[START OF Rows]

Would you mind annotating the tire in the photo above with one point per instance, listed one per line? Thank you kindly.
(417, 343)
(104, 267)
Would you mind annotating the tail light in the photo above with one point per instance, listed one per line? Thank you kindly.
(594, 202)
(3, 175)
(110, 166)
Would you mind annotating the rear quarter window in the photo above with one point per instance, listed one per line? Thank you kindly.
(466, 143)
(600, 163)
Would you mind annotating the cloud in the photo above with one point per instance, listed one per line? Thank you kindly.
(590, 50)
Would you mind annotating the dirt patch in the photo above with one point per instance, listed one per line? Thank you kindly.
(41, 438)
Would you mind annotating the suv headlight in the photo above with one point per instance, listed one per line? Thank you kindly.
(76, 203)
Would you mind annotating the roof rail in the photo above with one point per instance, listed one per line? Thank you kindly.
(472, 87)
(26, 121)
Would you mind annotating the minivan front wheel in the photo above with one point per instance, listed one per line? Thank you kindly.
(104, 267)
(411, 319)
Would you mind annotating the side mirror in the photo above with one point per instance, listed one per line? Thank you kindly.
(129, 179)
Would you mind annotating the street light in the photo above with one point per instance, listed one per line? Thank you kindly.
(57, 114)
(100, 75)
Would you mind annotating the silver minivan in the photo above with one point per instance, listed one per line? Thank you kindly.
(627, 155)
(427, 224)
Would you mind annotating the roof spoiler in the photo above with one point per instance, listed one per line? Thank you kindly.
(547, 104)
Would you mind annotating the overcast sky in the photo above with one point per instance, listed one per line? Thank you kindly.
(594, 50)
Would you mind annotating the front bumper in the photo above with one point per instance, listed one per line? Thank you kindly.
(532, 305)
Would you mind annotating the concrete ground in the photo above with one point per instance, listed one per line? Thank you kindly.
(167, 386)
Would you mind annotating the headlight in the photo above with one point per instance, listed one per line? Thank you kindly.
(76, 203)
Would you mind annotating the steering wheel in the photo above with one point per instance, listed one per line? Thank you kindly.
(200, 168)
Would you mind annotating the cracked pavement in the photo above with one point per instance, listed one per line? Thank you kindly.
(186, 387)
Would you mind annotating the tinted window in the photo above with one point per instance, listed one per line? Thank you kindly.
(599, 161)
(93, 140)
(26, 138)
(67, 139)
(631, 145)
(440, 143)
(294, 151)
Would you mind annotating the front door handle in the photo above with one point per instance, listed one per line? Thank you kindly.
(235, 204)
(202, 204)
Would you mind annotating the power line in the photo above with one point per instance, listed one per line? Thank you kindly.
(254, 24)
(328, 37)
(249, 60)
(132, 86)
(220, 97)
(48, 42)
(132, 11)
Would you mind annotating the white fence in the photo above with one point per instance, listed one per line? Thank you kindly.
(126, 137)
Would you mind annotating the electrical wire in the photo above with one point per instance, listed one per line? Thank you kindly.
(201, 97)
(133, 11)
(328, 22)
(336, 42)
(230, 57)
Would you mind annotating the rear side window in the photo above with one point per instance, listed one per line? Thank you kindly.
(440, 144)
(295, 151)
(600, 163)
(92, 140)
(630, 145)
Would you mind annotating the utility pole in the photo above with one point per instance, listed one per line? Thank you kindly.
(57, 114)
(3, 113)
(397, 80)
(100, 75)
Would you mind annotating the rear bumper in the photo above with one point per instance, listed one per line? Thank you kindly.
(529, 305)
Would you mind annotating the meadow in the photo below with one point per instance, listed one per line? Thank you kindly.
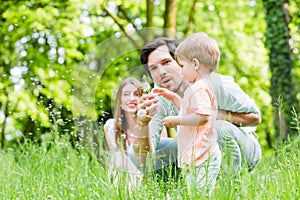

[END OF Rows]

Rewrite the lines beginning at the one that contains "Would you mind annotating the rear bumper" and ending with the last of the rows, putting "image" wherever "photo" appears and leaving all else unchanged. Leave the pictures out of your answer.

Would you mind annotating the rear bumper in the image above with one point per instance, listed one per line? Thank you kindly.
(529, 305)
Would you mind annotating the meadow in the image below with one point per instance, listed one per line? Thank you kindly.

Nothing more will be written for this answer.